Format every line of the listing below as a JSON list of strings, one string per line, with blank lines omitted.
* * *
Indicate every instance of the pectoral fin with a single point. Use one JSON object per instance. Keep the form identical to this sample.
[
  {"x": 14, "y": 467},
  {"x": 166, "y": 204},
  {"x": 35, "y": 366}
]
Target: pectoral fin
* * *
### Reply to the task
[
  "Indicate every instance of the pectoral fin with a single point. Use one JSON object per instance. Keep the form identical to this sample.",
  "[",
  "  {\"x\": 14, \"y\": 467},",
  "  {\"x\": 166, \"y\": 204},",
  "  {\"x\": 35, \"y\": 366}",
  "]",
  "Target: pectoral fin"
]